Short exercise
Please gather every line of the data below that contains the string "sandy", and copy each one unchanged.

Records excerpted from a collection
________________________________________

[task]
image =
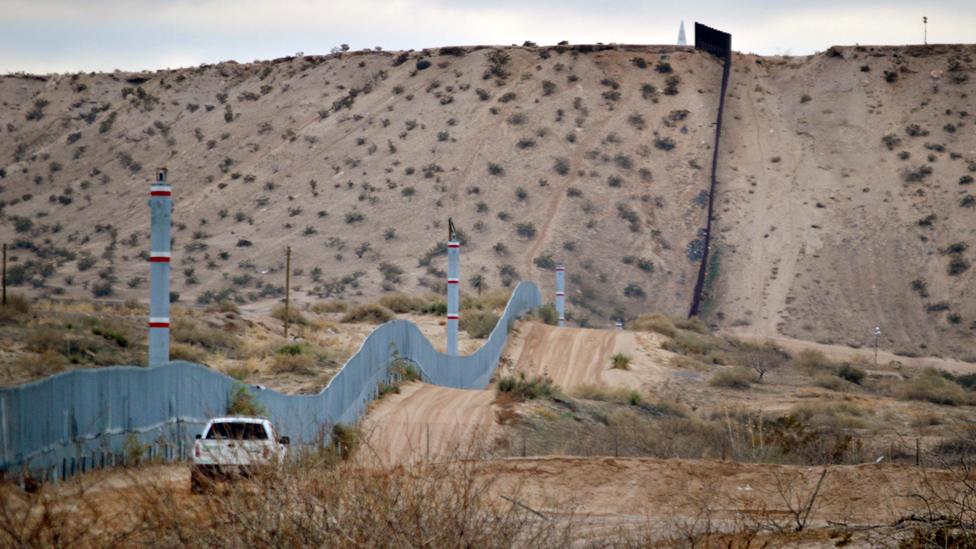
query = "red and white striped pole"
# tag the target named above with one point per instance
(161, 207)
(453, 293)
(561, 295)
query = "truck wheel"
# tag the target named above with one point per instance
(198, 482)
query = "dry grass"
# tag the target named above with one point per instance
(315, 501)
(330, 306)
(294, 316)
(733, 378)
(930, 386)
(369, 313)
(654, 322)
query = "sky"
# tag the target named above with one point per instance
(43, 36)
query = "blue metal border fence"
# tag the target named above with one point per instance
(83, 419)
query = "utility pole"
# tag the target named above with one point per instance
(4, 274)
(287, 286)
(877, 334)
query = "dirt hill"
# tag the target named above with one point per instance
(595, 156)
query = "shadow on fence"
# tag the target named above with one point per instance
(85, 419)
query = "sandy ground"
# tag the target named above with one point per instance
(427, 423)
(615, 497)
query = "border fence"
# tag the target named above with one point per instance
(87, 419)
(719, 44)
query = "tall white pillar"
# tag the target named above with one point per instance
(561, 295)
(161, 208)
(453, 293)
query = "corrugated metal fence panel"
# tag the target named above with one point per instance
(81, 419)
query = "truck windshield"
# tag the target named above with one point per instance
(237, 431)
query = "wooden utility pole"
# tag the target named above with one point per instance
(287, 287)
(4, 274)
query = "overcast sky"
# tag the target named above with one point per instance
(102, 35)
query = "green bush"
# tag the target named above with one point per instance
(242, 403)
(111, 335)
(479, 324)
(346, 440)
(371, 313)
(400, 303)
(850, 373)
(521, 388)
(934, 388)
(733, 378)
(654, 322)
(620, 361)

________________________________________

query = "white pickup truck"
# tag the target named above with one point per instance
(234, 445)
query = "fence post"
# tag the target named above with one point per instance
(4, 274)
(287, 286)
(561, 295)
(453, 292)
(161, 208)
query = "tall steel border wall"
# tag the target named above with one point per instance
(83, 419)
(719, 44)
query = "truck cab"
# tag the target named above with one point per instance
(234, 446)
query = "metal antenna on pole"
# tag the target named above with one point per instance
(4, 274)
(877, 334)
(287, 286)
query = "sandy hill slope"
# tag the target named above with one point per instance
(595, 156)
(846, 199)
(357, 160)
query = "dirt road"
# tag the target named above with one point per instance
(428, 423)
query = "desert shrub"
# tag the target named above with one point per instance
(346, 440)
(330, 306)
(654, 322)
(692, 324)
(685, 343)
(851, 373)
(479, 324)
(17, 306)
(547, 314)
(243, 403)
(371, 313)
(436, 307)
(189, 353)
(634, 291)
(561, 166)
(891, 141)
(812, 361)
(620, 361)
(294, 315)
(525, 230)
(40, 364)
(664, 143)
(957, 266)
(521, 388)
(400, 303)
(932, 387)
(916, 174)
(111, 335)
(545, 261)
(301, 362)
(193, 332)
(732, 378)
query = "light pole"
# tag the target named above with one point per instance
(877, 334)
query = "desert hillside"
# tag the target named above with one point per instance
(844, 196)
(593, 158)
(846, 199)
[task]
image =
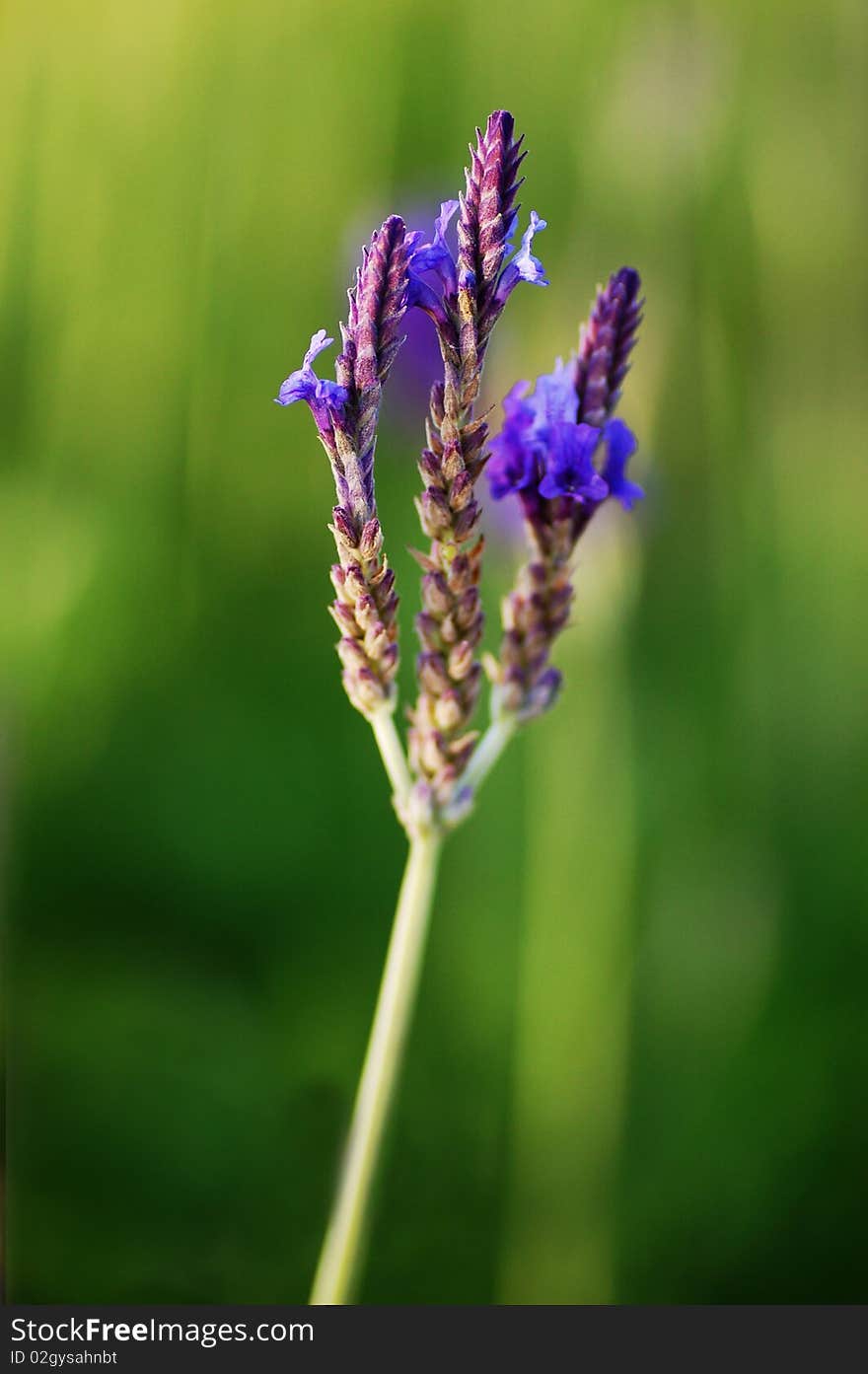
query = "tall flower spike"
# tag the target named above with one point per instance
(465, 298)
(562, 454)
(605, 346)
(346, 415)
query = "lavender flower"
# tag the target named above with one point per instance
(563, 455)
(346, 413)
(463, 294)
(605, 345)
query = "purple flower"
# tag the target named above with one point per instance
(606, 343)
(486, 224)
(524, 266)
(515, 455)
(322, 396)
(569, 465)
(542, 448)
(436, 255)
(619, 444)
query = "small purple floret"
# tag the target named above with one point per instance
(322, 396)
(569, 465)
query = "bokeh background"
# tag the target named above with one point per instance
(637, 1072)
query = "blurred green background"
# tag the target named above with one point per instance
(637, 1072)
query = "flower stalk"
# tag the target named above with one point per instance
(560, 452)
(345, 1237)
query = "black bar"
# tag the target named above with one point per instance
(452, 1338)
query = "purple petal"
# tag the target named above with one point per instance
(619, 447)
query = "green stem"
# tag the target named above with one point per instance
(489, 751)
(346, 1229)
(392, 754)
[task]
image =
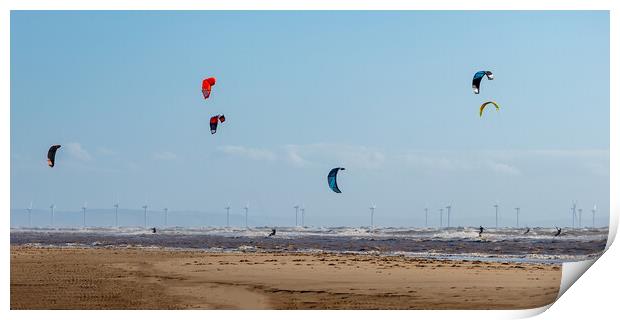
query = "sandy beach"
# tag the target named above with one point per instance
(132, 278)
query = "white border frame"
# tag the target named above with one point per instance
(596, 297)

________________________________________

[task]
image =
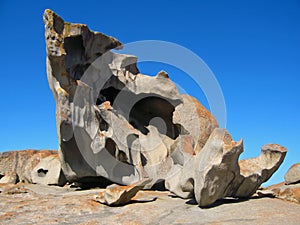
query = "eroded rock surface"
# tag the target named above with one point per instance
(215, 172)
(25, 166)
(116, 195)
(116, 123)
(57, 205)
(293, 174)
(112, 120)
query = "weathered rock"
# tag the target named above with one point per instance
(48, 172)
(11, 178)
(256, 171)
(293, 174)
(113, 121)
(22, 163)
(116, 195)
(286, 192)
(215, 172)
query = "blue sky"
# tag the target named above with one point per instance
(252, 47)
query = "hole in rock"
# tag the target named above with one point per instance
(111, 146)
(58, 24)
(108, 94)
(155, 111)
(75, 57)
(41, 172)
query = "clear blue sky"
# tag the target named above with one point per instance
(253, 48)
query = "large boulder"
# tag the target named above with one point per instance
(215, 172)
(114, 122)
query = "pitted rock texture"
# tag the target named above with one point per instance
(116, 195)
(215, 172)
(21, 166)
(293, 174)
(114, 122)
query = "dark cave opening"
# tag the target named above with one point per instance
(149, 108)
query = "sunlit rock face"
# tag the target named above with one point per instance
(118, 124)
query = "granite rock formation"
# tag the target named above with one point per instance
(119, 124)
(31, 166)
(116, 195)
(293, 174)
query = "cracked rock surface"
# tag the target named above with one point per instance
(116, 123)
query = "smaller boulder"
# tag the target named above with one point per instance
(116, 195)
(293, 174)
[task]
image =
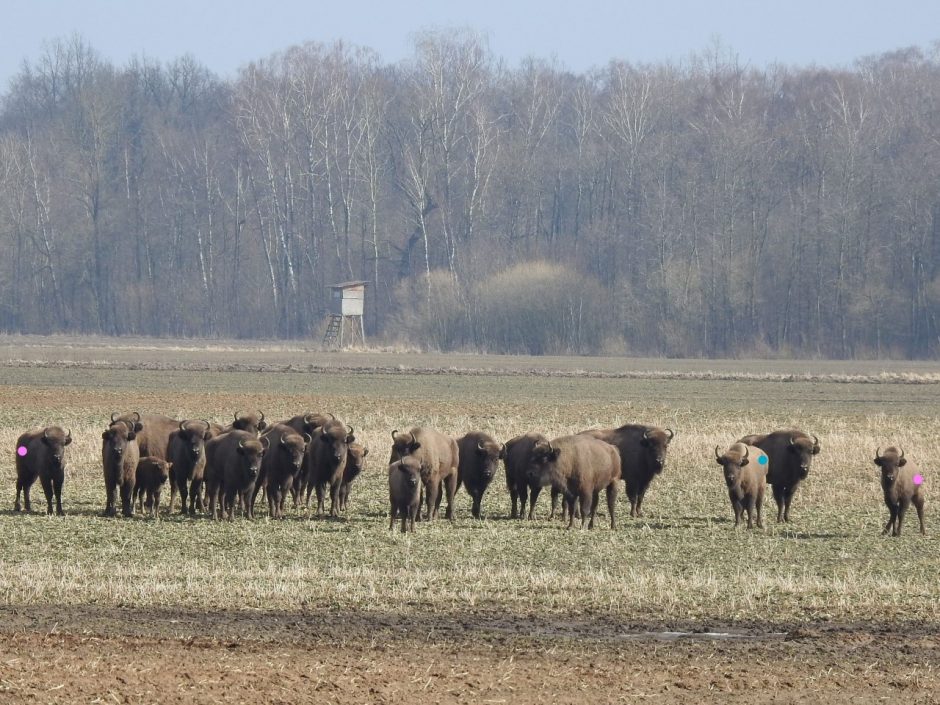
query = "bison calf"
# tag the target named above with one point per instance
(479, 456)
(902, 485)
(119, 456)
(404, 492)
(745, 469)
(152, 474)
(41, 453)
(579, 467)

________________________________________

Exercise output
query = "sandy ground"
query = "sandy hill slope"
query = "sandy beach"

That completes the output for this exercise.